What to do: Write out exactly, with no other output, the lines below from the one that contains "Query: white shoe" through the end.

(Data items)
......

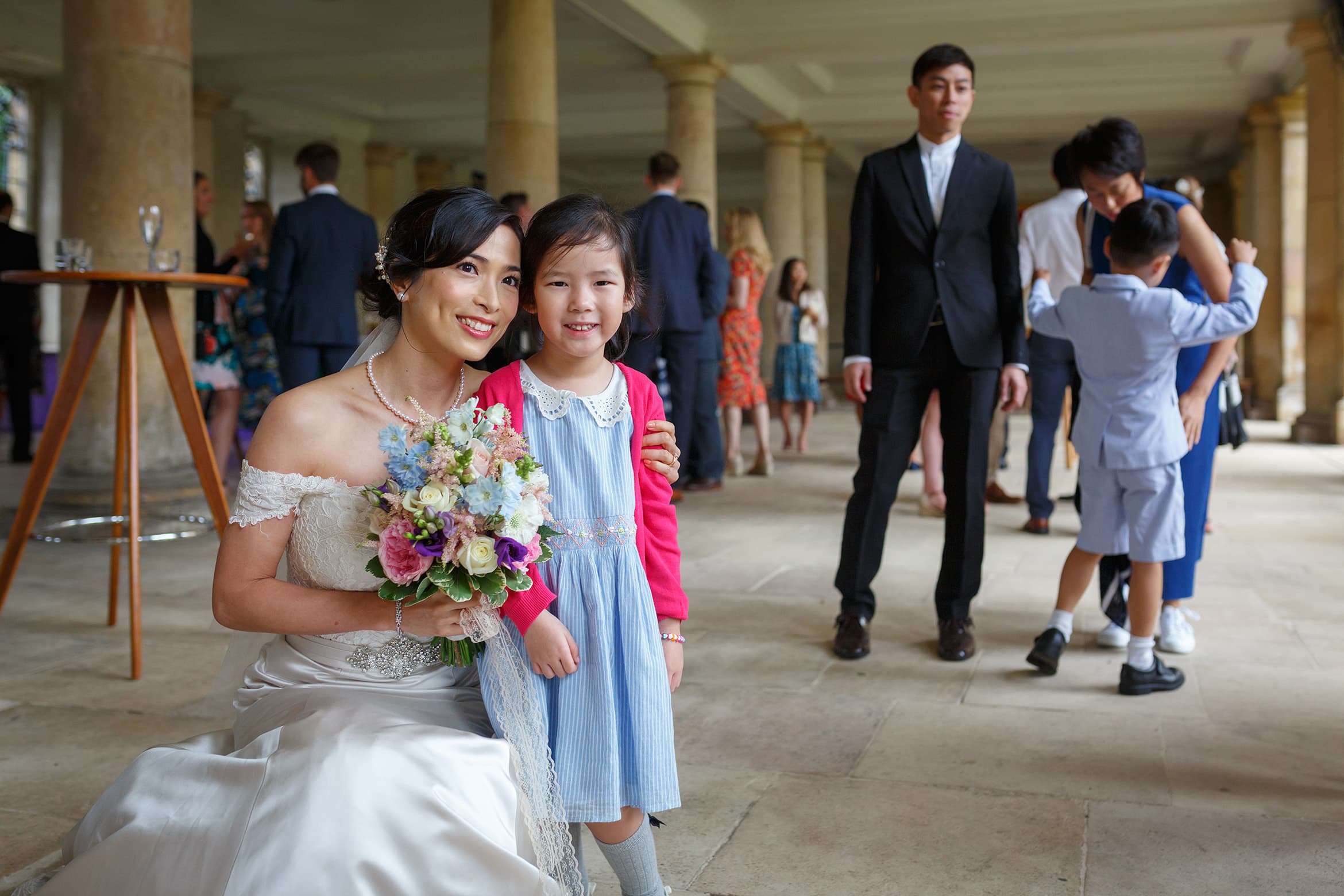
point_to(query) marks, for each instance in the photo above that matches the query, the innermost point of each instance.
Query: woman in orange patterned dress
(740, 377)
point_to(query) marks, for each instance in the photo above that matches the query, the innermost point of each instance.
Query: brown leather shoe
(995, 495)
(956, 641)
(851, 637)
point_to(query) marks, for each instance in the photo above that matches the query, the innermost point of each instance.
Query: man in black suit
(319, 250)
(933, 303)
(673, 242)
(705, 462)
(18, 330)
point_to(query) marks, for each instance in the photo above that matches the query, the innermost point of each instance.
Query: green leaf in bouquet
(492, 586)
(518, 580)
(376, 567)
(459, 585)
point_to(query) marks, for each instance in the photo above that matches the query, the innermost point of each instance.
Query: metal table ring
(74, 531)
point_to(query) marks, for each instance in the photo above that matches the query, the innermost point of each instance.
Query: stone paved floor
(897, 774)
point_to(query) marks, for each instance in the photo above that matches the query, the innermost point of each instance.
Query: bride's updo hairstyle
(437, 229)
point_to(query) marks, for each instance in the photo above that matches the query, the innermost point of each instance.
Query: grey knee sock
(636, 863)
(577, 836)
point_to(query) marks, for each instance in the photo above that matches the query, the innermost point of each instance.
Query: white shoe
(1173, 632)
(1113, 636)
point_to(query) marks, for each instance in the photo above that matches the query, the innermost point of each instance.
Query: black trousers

......

Response area:
Query: white shoe
(1173, 632)
(1113, 636)
point_to(query) marks, for each instance in the photo above that matches the query, the innermost point of each instance.
Query: black trousers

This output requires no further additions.